## WORK TO BE COMPLETED
Nothing should differ between your answer and the records.

(Stored items)

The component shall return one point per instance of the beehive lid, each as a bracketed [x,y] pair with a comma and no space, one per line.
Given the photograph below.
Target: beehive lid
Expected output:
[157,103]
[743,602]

## ANSWER FOR THIS EXERCISE
The component shall return one point per instance of the beehive lid, each as a bracketed [x,y] pair with a comma and no space, one per line.
Given the photograph below.
Target: beehive lid
Expected output:
[157,103]
[743,602]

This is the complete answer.